Stated problem —
Can you reproduce the entries from the line with "Would you be able to locate the tulip leaf" to the line with "<point>18,200</point>", both ends included, copying every line but shifting each coordinate in the answers up by 73?
***** Input records
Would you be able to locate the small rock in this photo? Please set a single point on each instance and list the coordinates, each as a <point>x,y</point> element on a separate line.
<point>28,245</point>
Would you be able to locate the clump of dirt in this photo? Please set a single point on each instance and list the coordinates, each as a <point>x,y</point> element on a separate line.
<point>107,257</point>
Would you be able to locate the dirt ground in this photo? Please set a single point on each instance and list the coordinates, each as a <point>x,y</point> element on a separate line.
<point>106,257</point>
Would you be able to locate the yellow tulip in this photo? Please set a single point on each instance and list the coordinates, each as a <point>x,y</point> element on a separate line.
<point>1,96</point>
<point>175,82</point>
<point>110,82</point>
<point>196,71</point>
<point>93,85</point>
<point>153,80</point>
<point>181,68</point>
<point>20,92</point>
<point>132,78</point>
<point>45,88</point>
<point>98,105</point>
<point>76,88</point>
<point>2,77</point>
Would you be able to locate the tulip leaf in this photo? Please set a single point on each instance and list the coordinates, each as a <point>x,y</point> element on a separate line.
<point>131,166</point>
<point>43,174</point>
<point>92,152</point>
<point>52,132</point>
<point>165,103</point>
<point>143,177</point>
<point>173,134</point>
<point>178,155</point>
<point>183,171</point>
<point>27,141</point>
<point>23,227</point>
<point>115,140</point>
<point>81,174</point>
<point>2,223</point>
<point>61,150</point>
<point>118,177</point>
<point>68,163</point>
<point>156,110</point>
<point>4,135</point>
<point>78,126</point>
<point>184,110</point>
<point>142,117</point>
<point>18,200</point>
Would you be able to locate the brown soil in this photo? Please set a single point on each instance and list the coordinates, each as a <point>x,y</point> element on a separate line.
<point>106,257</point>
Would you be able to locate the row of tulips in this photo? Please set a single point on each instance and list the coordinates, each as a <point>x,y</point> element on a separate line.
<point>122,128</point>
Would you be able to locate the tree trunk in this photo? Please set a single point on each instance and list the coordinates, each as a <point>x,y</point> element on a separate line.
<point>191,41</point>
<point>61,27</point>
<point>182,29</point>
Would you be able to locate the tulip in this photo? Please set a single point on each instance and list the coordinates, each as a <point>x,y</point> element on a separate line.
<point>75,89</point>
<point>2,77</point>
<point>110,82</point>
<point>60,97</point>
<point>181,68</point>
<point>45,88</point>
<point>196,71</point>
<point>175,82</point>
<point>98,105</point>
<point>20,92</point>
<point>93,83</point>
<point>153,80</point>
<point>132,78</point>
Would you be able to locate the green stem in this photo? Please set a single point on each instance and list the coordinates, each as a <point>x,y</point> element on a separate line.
**********
The answer —
Would you be able to locate the tulip leaf in this photo? Please set a single point on each instance and list the coordinates, each as a <point>x,y</point> element on a separate line.
<point>204,239</point>
<point>116,247</point>
<point>165,225</point>
<point>125,205</point>
<point>238,176</point>
<point>216,250</point>
<point>246,207</point>
<point>251,228</point>
<point>256,244</point>
<point>100,214</point>
<point>96,300</point>
<point>188,213</point>
<point>154,247</point>
<point>75,296</point>
<point>134,223</point>
<point>191,250</point>
<point>141,236</point>
<point>229,183</point>
<point>77,208</point>
<point>151,199</point>
<point>257,183</point>
<point>215,190</point>
<point>91,273</point>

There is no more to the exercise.